◆ Exercise details ◆
Your job is to set down the stretch of entries that opens with the line containing "find the marina" and closes with the line containing "top-left (77, 152), bottom-right (217, 737)". Keep both end lines, copy each exactly, and add nothing.

##########

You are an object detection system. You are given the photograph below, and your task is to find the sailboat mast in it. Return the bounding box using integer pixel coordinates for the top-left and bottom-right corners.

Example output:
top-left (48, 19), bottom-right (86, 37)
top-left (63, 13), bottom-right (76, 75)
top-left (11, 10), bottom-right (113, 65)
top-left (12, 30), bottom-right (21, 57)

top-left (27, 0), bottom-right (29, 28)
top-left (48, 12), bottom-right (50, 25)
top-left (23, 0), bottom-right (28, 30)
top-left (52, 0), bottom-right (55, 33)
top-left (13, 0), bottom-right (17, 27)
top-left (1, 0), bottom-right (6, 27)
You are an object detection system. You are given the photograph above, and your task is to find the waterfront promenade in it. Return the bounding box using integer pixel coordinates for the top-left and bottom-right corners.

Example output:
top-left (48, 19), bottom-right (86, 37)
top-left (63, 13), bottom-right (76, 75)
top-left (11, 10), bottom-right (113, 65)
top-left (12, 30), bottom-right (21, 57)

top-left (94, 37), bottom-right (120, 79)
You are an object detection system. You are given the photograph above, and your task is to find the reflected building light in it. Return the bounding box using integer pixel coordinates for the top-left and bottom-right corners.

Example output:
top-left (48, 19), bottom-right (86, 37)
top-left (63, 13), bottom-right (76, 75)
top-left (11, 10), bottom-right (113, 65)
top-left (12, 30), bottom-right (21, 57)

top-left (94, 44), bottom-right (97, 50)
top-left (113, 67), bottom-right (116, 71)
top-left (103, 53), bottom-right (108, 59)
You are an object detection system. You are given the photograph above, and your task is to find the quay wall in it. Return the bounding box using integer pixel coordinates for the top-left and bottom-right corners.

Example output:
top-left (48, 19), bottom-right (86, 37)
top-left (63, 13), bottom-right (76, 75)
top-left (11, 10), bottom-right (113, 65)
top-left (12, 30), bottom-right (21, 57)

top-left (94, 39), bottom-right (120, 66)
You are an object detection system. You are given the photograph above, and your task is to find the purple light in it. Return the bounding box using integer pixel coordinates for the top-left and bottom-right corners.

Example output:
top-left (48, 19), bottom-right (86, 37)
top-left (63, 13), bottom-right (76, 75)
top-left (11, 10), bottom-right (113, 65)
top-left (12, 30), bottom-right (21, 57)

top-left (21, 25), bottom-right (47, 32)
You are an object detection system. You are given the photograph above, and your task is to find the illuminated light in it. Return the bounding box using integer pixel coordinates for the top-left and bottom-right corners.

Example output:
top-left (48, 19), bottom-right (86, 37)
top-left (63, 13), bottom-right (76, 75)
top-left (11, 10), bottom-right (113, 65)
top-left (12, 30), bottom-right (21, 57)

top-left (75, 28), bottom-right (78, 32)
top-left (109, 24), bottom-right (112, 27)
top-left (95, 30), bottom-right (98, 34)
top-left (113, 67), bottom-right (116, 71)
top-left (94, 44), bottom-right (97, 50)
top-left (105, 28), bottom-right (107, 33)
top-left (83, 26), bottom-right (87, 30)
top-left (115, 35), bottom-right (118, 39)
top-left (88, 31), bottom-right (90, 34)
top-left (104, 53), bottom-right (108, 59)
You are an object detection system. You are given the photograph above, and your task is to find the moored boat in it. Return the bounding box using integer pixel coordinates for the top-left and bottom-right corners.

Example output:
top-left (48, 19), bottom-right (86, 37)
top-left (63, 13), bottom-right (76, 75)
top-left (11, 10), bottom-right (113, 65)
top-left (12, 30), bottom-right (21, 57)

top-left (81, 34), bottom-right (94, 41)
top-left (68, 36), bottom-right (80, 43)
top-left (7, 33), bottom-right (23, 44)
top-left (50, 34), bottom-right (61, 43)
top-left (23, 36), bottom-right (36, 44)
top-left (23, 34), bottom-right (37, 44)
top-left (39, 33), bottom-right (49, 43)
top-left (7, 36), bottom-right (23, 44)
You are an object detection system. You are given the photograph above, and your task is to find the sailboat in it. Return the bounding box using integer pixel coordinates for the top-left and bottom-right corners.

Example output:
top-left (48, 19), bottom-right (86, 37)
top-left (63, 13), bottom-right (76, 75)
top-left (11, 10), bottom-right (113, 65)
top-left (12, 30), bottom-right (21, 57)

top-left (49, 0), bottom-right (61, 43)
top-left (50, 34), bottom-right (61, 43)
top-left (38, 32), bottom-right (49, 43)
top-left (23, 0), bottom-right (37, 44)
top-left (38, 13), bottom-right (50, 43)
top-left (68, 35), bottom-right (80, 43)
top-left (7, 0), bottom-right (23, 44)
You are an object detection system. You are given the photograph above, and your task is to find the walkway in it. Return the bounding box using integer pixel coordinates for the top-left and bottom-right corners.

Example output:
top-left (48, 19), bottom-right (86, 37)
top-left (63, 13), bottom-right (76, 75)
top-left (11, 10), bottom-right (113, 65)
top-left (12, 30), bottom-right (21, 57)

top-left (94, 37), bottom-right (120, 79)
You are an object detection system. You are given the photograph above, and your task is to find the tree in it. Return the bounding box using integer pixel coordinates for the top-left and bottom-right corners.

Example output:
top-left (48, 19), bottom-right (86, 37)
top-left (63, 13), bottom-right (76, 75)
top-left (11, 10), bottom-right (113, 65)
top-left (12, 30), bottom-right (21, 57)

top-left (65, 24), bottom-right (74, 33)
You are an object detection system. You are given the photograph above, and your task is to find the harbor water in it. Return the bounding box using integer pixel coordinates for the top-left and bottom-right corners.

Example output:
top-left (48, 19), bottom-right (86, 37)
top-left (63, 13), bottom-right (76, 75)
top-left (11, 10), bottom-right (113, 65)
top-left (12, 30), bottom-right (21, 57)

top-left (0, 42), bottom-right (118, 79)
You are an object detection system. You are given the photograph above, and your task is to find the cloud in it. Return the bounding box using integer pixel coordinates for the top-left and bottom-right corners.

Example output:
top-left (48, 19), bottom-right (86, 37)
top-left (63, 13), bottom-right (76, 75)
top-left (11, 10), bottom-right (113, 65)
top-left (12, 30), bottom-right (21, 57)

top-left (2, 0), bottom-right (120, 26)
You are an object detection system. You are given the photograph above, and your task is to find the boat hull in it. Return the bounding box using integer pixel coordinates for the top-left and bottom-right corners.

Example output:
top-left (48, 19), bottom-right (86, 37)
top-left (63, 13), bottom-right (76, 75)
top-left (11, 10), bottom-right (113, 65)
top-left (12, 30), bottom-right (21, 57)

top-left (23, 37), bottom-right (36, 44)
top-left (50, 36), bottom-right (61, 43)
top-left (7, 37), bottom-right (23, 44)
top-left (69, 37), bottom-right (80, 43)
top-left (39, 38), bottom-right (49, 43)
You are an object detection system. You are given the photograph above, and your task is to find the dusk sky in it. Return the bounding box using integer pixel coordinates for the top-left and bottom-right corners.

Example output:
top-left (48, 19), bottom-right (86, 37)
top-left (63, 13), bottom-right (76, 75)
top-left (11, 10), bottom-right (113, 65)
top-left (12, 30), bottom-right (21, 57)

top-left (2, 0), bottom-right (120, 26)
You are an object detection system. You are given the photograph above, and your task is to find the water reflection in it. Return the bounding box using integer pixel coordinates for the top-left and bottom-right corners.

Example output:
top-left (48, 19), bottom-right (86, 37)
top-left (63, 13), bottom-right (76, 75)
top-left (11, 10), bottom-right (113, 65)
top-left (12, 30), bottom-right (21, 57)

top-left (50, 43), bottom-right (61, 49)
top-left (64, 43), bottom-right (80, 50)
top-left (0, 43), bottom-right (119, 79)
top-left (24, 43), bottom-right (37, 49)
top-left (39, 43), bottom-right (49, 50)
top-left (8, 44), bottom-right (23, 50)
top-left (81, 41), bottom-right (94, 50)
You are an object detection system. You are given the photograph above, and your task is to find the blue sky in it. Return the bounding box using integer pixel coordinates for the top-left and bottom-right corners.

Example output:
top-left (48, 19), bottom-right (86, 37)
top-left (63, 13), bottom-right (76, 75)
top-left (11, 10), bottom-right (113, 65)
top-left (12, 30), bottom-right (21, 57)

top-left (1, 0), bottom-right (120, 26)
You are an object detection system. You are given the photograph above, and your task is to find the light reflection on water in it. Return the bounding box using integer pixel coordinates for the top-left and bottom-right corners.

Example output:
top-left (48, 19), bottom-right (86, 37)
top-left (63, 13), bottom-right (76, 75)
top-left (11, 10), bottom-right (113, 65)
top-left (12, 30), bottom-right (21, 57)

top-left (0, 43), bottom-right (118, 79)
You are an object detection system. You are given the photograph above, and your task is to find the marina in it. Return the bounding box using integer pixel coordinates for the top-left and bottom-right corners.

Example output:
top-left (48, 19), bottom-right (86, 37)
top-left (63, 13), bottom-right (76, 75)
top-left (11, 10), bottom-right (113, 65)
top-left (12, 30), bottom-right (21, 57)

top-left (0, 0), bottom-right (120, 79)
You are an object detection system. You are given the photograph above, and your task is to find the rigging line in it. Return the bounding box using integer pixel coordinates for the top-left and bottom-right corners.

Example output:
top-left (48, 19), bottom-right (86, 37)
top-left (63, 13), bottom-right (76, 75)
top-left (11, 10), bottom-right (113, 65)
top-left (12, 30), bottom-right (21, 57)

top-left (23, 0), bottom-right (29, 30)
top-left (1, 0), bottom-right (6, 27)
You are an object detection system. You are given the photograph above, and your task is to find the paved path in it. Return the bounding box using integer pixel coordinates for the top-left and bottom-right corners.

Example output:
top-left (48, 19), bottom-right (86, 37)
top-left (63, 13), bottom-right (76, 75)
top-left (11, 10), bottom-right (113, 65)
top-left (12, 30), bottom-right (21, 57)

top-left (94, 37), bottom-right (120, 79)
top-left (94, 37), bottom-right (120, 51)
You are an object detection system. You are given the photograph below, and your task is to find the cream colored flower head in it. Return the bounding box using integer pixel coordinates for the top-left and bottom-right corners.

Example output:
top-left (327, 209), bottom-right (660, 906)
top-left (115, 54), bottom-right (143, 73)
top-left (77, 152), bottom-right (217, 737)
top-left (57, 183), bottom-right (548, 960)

##########

◆ Solution to the exercise ◆
You are an object detection system. You are given the photograph above, and your task is to find the marina in it. Return the bounding box using integer pixel coordinates for the top-left and bottom-right corners.

Example output:
top-left (48, 19), bottom-right (86, 37)
top-left (63, 13), bottom-right (76, 75)
top-left (11, 10), bottom-right (113, 65)
top-left (12, 30), bottom-right (21, 57)

top-left (0, 0), bottom-right (120, 79)
You are an object detection system. You are given the photograph above, and your task is to find the rigging line in it. Return the bounding box using integer pixel coordinates for the top-left and bottom-right corners.

Example output:
top-left (48, 19), bottom-right (86, 37)
top-left (63, 13), bottom-right (76, 75)
top-left (11, 10), bottom-right (113, 65)
top-left (12, 30), bottom-right (21, 57)

top-left (23, 0), bottom-right (29, 30)
top-left (1, 0), bottom-right (6, 27)
You are an object detection system. You are given the photograph above, and your task is to find the paved path in it. Return the bounding box using integer pixel coordinates for the top-left and bottom-right corners.

Example output:
top-left (48, 19), bottom-right (86, 37)
top-left (63, 13), bottom-right (76, 75)
top-left (11, 10), bottom-right (113, 65)
top-left (12, 30), bottom-right (21, 57)

top-left (94, 37), bottom-right (120, 79)
top-left (94, 37), bottom-right (120, 51)
You are an object detection system. You are given the photograph below, and your task is to find the cream colored flower head in it. Return the bounding box using integer pixel coordinates for the top-left and bottom-right corners.

Example output:
top-left (327, 209), bottom-right (660, 906)
top-left (115, 54), bottom-right (143, 73)
top-left (77, 152), bottom-right (217, 737)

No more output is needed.